== EXERCISE INPUT

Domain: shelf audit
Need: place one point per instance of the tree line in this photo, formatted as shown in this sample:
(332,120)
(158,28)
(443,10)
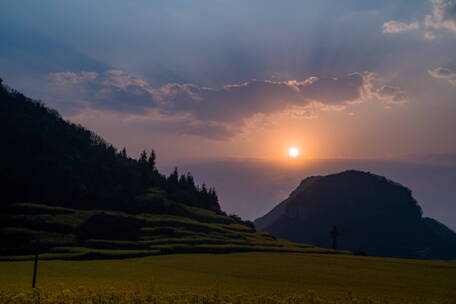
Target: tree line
(49,160)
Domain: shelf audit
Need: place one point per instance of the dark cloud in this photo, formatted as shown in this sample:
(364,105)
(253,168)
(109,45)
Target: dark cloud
(217,112)
(444,73)
(443,16)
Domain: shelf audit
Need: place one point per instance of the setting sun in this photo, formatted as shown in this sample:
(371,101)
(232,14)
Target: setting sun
(293,152)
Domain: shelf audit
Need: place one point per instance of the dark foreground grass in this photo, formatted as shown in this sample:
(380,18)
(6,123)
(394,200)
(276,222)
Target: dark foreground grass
(260,278)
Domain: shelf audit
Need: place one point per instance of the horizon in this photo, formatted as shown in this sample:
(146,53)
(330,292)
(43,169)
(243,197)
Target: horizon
(211,81)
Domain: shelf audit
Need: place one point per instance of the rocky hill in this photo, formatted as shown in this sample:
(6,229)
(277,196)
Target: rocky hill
(373,216)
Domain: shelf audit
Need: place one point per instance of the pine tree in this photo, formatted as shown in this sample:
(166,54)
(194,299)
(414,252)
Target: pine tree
(151,160)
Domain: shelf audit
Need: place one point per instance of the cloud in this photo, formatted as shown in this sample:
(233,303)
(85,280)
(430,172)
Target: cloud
(444,73)
(217,113)
(375,88)
(443,16)
(399,27)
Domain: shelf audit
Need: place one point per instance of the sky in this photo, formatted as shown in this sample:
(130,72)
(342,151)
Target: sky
(206,81)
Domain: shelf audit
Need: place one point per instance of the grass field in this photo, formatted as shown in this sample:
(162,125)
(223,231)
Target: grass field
(101,234)
(262,278)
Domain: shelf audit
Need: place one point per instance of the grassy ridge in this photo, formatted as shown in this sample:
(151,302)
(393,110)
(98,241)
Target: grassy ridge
(260,278)
(66,233)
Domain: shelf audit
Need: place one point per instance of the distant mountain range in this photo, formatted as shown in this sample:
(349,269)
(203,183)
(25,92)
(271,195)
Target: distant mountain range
(373,216)
(68,194)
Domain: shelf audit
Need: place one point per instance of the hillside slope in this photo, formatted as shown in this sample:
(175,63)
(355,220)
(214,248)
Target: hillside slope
(66,193)
(373,215)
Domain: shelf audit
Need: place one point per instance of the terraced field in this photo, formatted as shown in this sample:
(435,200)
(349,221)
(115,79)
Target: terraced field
(63,233)
(237,278)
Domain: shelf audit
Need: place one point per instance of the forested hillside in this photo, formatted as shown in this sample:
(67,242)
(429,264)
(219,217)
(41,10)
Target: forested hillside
(47,159)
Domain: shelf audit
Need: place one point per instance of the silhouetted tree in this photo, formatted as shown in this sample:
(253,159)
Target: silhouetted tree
(334,236)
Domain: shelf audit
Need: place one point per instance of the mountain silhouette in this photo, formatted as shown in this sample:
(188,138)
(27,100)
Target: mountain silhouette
(373,216)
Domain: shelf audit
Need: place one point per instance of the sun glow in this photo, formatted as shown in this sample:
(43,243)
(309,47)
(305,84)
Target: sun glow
(293,152)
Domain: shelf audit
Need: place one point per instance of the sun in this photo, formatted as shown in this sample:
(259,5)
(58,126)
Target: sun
(293,152)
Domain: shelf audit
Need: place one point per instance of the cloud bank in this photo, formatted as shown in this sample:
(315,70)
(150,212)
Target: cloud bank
(215,113)
(444,73)
(442,16)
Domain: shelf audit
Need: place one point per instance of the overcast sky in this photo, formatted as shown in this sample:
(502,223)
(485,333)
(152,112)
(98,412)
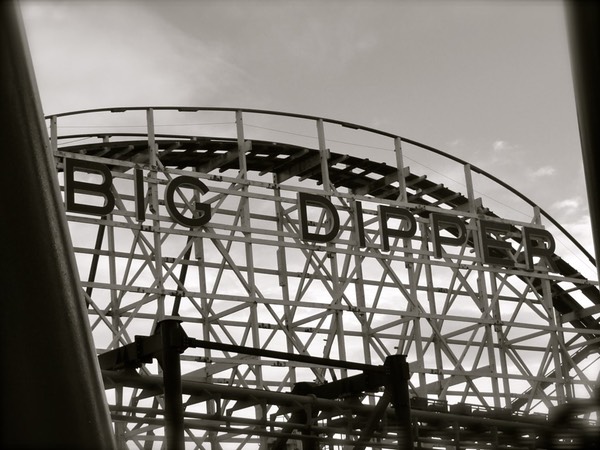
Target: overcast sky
(488,81)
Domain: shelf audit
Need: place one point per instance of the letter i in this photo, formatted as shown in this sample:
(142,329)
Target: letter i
(140,197)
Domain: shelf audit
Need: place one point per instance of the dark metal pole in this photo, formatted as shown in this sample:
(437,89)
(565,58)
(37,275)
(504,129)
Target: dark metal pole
(173,344)
(584,38)
(51,393)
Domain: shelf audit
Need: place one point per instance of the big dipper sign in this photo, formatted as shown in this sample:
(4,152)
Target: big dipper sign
(537,243)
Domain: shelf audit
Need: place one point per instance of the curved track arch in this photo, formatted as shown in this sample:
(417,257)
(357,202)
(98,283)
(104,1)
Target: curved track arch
(479,337)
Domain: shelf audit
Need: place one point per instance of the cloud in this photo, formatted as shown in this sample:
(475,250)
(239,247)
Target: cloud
(544,171)
(502,146)
(567,205)
(119,54)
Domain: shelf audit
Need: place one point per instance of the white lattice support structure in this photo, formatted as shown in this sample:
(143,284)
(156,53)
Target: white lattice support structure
(516,336)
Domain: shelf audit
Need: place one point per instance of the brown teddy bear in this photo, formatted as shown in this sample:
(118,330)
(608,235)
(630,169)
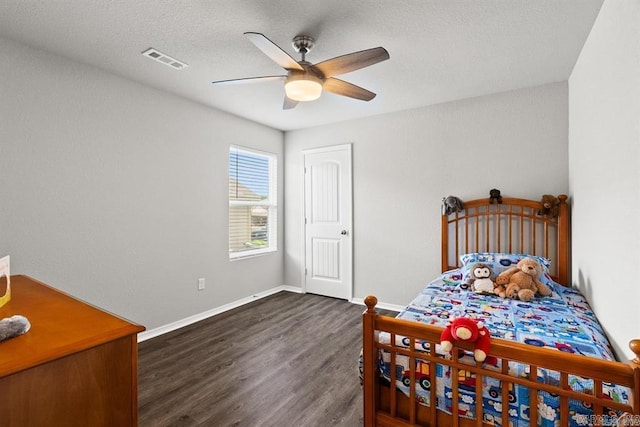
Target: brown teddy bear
(522,281)
(550,206)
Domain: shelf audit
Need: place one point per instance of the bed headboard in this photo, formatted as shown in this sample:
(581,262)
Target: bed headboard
(511,227)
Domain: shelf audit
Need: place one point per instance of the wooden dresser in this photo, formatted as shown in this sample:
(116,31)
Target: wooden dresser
(77,365)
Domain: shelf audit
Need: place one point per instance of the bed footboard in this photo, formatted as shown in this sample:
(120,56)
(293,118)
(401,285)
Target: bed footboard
(384,405)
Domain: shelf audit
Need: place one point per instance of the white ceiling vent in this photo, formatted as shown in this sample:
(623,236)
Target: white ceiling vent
(164,59)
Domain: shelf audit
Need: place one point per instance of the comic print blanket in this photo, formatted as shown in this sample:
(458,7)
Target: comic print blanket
(562,321)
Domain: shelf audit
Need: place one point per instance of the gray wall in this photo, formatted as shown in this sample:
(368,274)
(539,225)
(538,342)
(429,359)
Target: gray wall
(604,153)
(117,193)
(404,163)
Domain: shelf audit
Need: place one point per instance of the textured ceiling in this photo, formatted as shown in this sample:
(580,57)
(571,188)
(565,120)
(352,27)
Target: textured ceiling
(441,50)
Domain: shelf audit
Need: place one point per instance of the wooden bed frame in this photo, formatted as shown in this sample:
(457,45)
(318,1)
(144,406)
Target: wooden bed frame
(510,227)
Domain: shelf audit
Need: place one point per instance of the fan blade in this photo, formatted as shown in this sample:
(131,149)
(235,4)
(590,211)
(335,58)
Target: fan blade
(273,51)
(352,61)
(340,87)
(289,103)
(249,80)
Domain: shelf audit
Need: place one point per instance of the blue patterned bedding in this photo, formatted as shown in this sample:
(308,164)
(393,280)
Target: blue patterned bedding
(563,321)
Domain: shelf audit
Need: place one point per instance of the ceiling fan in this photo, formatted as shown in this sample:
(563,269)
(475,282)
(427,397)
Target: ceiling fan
(305,81)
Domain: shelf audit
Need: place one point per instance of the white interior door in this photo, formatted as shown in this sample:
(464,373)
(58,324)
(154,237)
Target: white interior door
(328,237)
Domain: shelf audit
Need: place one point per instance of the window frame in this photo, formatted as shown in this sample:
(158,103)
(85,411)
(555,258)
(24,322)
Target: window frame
(271,203)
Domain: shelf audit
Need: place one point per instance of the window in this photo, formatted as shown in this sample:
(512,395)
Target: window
(252,202)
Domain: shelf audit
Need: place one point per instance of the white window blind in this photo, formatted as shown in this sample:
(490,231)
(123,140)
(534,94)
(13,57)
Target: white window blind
(252,202)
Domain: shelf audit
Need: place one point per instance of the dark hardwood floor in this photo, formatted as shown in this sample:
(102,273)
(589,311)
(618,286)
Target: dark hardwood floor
(285,360)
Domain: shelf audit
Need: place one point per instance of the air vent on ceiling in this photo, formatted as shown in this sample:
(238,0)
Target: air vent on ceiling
(164,59)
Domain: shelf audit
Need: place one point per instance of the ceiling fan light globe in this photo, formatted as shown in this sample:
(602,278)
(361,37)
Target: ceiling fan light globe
(303,88)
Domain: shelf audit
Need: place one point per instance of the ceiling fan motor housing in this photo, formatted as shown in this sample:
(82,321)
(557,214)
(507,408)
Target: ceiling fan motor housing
(303,85)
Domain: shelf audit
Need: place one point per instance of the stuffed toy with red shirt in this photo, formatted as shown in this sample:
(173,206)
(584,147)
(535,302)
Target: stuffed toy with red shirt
(465,329)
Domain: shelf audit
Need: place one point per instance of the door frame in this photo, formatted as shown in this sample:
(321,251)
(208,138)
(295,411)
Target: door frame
(326,149)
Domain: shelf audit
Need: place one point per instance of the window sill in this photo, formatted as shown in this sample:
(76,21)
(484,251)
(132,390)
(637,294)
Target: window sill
(236,256)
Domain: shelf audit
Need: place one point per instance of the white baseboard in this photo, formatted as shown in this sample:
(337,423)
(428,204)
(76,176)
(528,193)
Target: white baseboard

====

■ DIRECTIONS FOR THIS TASK ■
If the string "baseboard" is in a line of the entries, pick that line out.

■ ANSWER SECTION ■
Need: place one point per instance of the white baseboard in this photo, formatted as shown in this sample:
Target: white baseboard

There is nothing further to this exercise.